### Task objective
Below are entries with pictures in them. Output exactly the lines starting at the line with "Expected: the pointer indicates a point on the pile" and ending at the line with "Target: wicker basket of rice", both included, but not the pictures.

(Natural language region descriptions)
#####

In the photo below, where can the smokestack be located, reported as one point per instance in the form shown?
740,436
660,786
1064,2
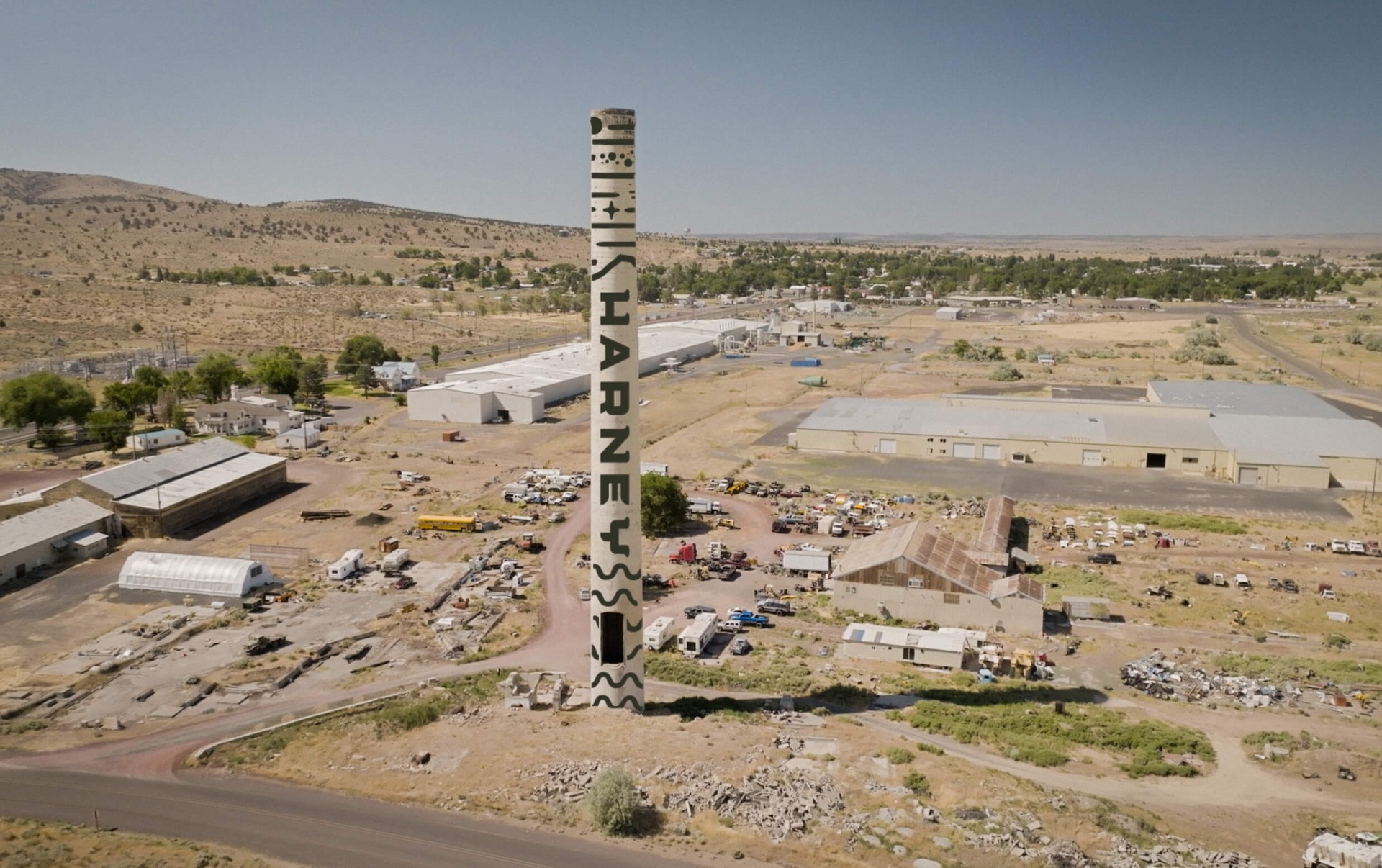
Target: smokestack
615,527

#####

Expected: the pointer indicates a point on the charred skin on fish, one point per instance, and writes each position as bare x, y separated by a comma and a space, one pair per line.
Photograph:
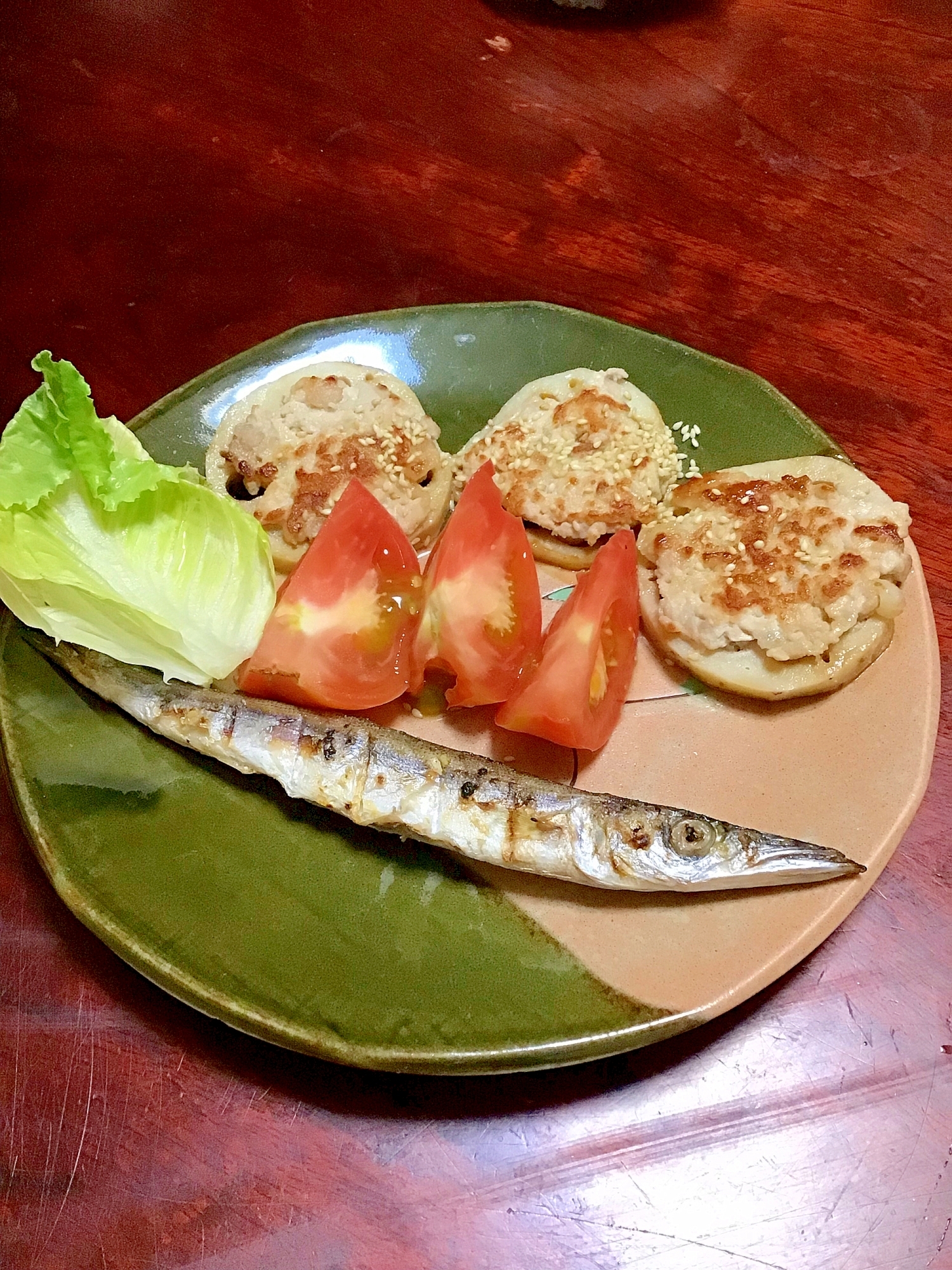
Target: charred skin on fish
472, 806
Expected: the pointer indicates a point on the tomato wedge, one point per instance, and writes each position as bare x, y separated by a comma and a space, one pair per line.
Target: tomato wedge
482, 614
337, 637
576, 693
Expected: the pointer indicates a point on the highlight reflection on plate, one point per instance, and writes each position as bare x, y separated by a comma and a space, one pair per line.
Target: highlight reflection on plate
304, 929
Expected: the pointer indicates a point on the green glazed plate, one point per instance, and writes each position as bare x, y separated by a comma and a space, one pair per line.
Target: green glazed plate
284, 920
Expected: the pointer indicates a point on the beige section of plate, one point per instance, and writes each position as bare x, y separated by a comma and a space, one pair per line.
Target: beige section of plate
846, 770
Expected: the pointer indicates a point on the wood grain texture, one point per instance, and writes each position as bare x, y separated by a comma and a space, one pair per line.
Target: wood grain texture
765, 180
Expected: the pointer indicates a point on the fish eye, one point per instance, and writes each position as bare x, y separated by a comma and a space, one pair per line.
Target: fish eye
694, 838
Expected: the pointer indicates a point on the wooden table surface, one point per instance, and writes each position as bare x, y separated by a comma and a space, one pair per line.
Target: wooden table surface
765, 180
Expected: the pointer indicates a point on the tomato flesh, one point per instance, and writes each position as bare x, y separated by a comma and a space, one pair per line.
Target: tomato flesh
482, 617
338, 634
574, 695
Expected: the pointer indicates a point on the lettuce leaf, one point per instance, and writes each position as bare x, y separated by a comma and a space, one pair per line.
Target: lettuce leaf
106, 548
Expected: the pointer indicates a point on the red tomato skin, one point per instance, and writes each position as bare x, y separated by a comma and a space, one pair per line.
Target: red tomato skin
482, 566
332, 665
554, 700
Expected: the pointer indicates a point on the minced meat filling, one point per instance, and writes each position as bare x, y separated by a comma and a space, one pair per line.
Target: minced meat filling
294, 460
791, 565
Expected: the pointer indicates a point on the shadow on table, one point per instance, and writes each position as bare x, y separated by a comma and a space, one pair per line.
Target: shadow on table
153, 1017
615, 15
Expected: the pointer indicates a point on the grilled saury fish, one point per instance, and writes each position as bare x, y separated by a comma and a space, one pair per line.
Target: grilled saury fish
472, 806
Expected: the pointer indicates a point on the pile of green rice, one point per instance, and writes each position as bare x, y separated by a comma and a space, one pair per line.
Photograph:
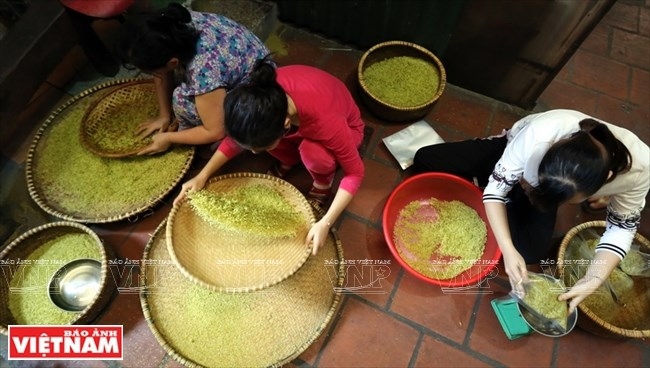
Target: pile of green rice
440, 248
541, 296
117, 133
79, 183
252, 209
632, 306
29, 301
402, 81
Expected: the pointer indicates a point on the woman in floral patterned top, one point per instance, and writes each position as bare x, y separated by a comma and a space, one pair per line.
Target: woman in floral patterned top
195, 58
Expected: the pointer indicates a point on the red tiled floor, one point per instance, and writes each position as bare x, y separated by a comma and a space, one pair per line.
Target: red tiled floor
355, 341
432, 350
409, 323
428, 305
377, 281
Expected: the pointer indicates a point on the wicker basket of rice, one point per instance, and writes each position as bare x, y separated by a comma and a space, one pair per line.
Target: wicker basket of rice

#####

### Task solution
Expected: the pointer indicates a point on the pile of green rice, one point per instance, and writes each position as bare x, y separated by a comma and a space, one pair per line.
Photograph:
Target: pile of green rice
440, 248
541, 296
117, 133
79, 183
252, 209
632, 306
29, 301
402, 81
Expected: the pointer indicates a point on the woman in floral patterned top, one point per instance, and writes each position as bare x, y separated by a comma and a space, one pair per line.
Target: woman in floral patterned top
195, 58
Expected: the pointer indicates a point on the red tiled floor, one point per instance, and writes each position as bare x, y separated by a comma and a space, one pair per line.
Target: red tiled floor
355, 341
432, 350
409, 323
428, 305
377, 281
Expected: the pointer indicates a point on the wicker basket of rice, one point per instance, and writes each position as bare x, y separated by a comma and a space, one pair per line.
Target: wicker basket of rice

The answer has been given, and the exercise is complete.